* Exercise task:
Copy out the lines below verbatim, leaving out the pictures.

## START Dataset excerpts

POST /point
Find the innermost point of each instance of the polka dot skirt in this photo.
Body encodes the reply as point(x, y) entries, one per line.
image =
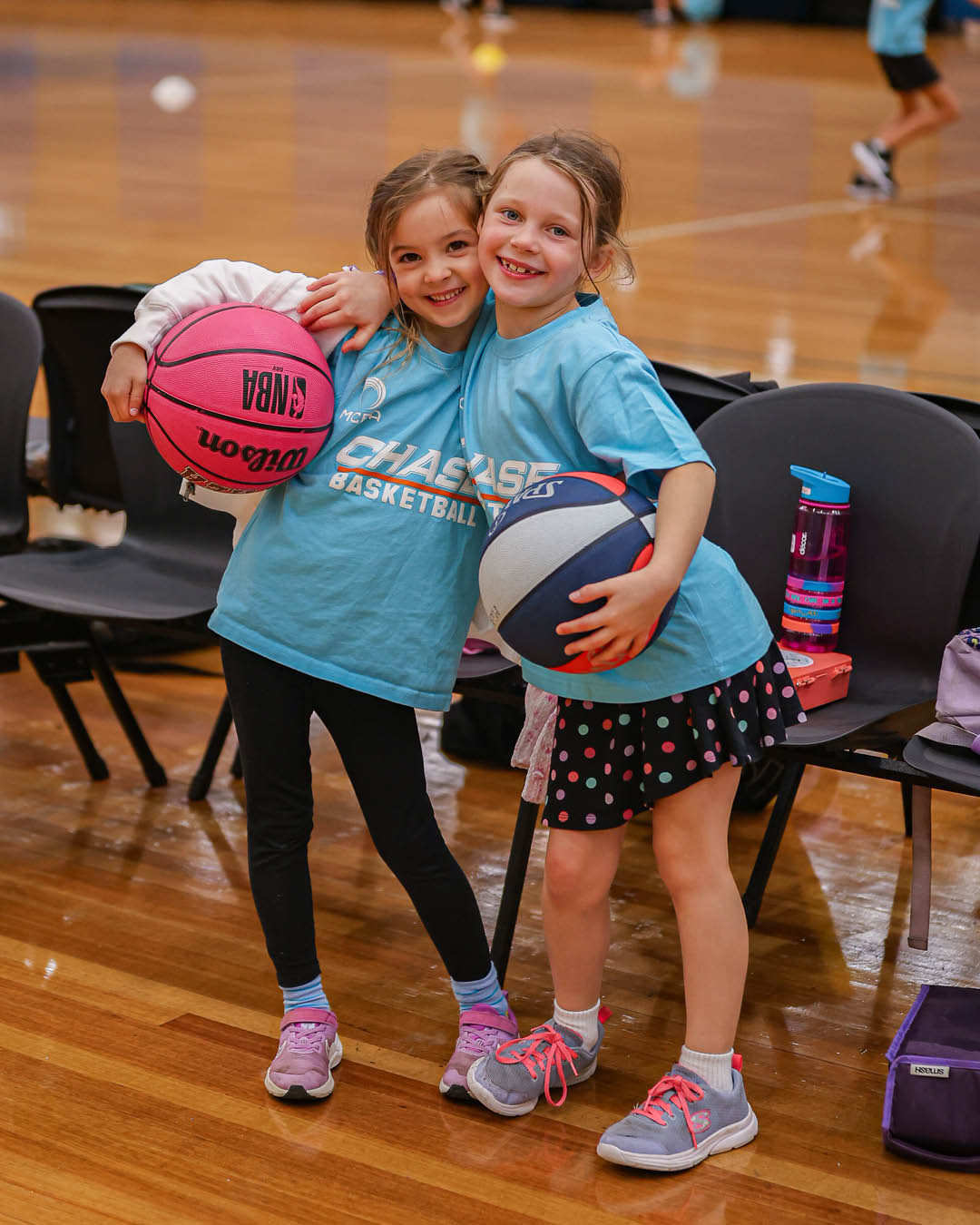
point(612, 760)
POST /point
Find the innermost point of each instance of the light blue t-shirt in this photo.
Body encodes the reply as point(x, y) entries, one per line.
point(576, 396)
point(898, 27)
point(361, 570)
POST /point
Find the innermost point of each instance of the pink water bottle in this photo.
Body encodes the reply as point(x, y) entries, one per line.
point(818, 559)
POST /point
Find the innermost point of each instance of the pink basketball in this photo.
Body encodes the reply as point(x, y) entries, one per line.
point(238, 397)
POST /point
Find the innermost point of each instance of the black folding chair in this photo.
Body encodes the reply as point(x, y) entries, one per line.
point(165, 570)
point(914, 472)
point(79, 324)
point(697, 395)
point(942, 769)
point(20, 358)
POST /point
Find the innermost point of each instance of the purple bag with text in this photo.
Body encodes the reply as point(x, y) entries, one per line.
point(933, 1094)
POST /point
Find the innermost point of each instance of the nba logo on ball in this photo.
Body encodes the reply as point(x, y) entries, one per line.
point(238, 397)
point(550, 539)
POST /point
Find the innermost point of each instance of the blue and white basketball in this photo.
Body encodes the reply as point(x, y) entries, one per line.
point(550, 539)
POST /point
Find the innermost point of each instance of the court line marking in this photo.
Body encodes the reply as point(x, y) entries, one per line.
point(788, 213)
point(923, 214)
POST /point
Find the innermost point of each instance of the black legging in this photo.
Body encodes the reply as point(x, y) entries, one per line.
point(380, 749)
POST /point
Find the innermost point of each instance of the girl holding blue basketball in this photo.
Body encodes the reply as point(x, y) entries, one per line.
point(349, 594)
point(559, 389)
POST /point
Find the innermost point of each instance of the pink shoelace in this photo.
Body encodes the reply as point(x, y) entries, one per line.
point(661, 1112)
point(545, 1049)
point(308, 1036)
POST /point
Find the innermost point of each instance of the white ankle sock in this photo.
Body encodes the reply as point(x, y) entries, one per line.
point(713, 1068)
point(583, 1023)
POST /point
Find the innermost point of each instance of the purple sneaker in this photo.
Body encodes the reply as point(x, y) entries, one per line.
point(309, 1047)
point(482, 1031)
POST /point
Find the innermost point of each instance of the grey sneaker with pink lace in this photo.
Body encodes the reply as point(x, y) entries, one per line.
point(309, 1050)
point(482, 1031)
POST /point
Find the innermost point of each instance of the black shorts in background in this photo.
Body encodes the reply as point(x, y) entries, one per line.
point(909, 73)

## END Dataset excerpts

* Exercise solution:
POST /point
Find the innermost point of each instance of the polka dot skirt in this photo.
Body encodes the reply as point(x, y) entries, one per line.
image =
point(612, 760)
POST /point
Find the innermost point of each instance of the light blue t-shirt in this photo.
Body encodes the reply as point(x, y) entries, one per line.
point(576, 396)
point(898, 27)
point(361, 570)
POST /point
Find the innermost point of each instance of the pink water bottle in this photo.
Body encodes the reply as point(x, y) entries, one per line.
point(818, 559)
POST /point
Find the innermost point of each instance of the pink basketball in this photo.
Body encodes the reply as point(x, y) entries, one per line.
point(238, 397)
POST /point
Find the innermost point of each instance of the black folding chair in this photo.
Body encodes the reply as point(x, y) entries, one per line.
point(165, 570)
point(914, 472)
point(79, 324)
point(697, 395)
point(942, 769)
point(20, 358)
POST /point
Find the innermost point of each instance of the purple bag with text in this photo.
Body encodes the reply as point(x, y) entries, one per line.
point(933, 1094)
POST /point
Find the innermost point of each instance of the nba logo on ball in this photo.
Body encodes the reply as point(x, y) entries, one per line.
point(238, 397)
point(550, 539)
POST /point
Find the innermost point of each instance of the blue and white basketball in this photo.
Body encodes the reply as point(x, y) entries, one per line.
point(550, 539)
POST /point
Find the innermost point of each instance of the court line marking in this photo.
Body encodes the reply as point(x, y) entries, one per line.
point(788, 213)
point(923, 214)
POST /point
Find the innermost point of each instance of the black legging in this photo.
Body encodes the reply as point(x, y) entries, one per line.
point(380, 749)
POST /point
Find the innermost point of each instance of the girl holding blue basketball in this photo.
Body encodes the reply as point(x, y) entries, one per line.
point(349, 594)
point(559, 389)
POST /point
Find the innermost point of each instance of the pink shoelace in this photo.
Body encodes the reply as point(x, y) entries, one per line.
point(661, 1112)
point(545, 1049)
point(308, 1036)
POST /point
Find the innermost point of each instance of the white ankle sock in this photo.
Body encodes the reply as point(x, y) entries, one per line.
point(713, 1068)
point(583, 1023)
POST /point
Find the innermost point of each instance of the purple sneaker in this photo.
Body encodes the reply as point(x, y) entries, one per line.
point(309, 1047)
point(482, 1031)
POST /point
Find the innermost point of each instance of the grey sneaker with pink lace in this photo.
Body encodes the reply as point(x, y) entries, one per line.
point(309, 1050)
point(482, 1031)
POST /point
Find the innermost point of each instance of the black shorts in background in this photo.
Body encodes the reply as point(x, y) entries, one per line.
point(909, 73)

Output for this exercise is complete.